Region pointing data
*** Block opens ***

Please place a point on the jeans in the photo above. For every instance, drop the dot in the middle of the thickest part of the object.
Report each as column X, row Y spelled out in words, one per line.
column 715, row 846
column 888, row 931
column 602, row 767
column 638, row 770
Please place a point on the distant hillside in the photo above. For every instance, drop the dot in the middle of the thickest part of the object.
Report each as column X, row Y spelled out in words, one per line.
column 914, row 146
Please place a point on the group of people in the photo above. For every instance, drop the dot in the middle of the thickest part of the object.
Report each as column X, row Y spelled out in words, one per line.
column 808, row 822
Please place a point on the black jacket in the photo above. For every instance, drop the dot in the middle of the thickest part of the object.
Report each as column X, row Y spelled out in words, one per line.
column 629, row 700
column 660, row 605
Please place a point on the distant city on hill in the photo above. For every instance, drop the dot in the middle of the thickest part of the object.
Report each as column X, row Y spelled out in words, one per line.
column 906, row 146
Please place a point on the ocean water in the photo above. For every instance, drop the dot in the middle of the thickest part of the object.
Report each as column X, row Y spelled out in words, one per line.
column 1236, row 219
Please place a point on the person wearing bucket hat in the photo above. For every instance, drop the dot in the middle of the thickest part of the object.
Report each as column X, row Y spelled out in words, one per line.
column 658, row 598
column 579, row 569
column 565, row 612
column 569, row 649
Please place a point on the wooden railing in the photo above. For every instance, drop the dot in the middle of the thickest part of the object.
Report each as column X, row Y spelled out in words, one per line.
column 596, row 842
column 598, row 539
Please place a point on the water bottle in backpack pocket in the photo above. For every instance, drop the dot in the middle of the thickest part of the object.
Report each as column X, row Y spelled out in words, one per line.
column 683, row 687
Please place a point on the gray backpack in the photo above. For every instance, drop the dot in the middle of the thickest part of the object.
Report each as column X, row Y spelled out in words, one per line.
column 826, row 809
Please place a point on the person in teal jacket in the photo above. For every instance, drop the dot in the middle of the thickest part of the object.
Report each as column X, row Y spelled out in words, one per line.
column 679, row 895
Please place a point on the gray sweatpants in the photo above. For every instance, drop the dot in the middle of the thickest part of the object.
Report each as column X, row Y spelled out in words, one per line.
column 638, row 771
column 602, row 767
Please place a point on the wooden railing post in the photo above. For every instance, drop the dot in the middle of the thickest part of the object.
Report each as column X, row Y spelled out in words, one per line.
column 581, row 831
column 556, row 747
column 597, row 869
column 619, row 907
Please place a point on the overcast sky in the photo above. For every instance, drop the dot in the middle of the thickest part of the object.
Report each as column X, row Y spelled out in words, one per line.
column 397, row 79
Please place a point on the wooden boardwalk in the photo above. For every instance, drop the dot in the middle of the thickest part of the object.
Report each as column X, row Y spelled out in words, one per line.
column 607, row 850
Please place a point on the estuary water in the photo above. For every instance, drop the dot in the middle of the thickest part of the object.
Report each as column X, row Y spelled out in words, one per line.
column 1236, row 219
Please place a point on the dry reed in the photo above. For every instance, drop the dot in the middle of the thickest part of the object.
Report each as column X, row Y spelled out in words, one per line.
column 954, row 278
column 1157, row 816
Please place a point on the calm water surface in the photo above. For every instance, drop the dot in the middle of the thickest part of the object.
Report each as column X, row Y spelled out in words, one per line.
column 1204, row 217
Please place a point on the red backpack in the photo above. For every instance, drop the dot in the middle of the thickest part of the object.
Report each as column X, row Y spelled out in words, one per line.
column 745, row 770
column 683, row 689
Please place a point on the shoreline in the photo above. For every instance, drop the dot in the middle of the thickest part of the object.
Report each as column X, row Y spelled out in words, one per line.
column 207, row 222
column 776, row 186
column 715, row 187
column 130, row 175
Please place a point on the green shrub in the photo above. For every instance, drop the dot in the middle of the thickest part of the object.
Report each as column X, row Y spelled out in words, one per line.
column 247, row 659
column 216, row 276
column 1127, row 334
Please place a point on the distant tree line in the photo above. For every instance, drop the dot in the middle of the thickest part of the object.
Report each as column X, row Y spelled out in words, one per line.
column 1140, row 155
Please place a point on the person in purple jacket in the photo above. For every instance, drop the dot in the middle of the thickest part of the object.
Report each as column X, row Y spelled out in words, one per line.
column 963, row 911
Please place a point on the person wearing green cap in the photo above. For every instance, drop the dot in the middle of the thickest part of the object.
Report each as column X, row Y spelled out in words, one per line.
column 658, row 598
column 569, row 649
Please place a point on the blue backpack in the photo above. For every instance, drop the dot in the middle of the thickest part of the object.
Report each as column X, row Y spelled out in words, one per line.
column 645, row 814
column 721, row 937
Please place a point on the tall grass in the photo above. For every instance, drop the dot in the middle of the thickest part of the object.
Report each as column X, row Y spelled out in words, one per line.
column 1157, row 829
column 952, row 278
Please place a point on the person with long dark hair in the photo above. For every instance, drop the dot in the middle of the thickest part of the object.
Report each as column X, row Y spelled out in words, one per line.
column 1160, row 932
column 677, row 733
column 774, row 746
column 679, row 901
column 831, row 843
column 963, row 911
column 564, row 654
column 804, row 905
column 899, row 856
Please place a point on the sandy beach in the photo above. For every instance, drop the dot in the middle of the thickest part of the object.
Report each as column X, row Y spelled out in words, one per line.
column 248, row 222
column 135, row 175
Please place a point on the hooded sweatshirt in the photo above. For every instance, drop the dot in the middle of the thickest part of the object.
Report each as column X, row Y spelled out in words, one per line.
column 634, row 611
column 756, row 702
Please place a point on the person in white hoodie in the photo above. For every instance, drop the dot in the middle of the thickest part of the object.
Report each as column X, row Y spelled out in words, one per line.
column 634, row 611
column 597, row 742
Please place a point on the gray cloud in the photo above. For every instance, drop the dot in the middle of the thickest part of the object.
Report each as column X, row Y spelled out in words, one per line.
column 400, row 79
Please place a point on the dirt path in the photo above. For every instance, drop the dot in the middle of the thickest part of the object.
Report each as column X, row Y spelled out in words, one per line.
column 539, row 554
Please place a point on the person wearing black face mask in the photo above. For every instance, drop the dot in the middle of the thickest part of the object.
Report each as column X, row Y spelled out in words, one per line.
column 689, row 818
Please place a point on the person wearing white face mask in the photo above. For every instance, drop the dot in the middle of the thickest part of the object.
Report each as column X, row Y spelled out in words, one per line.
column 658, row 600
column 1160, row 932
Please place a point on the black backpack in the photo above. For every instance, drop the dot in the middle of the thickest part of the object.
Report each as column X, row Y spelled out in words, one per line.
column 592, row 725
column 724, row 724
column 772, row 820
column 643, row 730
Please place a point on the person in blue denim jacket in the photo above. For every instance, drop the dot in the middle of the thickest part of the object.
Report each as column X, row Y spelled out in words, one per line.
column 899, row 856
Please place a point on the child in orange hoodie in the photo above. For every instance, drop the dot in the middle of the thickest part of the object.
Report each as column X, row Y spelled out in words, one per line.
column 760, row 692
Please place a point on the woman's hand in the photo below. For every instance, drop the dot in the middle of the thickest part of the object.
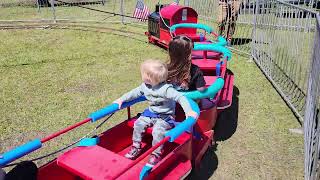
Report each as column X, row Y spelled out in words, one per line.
column 192, row 114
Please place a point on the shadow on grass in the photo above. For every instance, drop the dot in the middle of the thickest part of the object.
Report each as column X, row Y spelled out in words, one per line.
column 227, row 121
column 225, row 127
column 208, row 165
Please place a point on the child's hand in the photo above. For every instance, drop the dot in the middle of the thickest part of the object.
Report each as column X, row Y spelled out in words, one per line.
column 192, row 114
column 119, row 102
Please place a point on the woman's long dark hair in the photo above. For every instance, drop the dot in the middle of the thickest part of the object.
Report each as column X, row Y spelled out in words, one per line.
column 179, row 64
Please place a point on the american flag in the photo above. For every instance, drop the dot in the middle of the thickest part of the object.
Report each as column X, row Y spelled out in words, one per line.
column 142, row 11
column 175, row 3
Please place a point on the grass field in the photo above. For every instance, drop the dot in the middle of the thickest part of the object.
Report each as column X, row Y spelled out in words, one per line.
column 55, row 77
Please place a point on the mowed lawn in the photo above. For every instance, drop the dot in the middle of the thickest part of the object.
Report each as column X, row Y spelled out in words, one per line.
column 52, row 78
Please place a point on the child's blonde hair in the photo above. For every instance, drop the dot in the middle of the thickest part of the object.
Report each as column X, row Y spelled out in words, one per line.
column 154, row 70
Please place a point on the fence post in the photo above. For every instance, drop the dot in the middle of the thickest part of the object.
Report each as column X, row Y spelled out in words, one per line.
column 122, row 11
column 254, row 29
column 38, row 6
column 53, row 11
column 311, row 118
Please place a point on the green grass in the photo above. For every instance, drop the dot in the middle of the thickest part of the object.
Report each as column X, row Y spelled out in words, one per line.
column 53, row 78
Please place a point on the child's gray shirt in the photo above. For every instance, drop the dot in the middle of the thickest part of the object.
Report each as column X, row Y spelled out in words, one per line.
column 162, row 98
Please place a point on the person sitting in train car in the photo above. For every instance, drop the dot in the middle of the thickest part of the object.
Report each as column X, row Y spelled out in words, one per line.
column 162, row 98
column 184, row 75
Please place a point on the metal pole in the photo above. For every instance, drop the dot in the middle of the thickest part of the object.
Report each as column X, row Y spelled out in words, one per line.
column 122, row 10
column 53, row 11
column 38, row 6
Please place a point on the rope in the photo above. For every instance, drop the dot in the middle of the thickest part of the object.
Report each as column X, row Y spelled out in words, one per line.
column 97, row 10
column 66, row 147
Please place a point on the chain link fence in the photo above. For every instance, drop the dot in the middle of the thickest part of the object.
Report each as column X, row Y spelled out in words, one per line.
column 280, row 35
column 312, row 115
column 282, row 47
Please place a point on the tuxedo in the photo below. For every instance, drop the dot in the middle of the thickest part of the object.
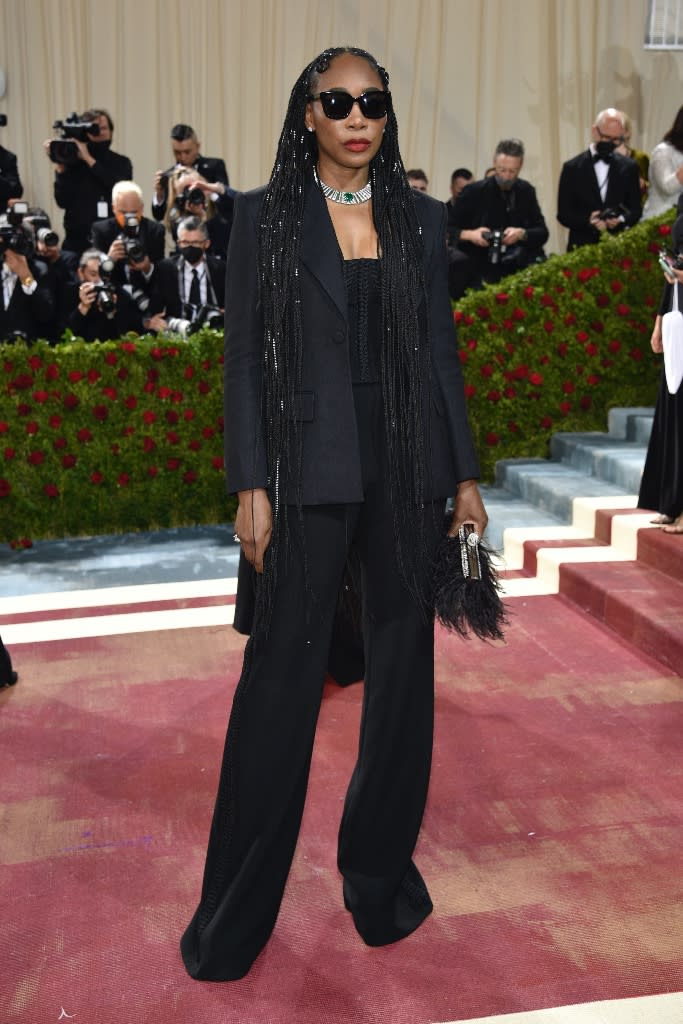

*** Block closes ***

• _PROBLEM STATEMENT_
Each line of the data that holds "white" should be reported.

• _ANSWER_
Please place a point on the person in white hoodie in the photo above. For every instance, drop the dot in the middle of the thickest part of the object.
Please place a point on the person wearing white face mask in the photo above. For every instance, drop the dot in the middle of the thickest part of the object.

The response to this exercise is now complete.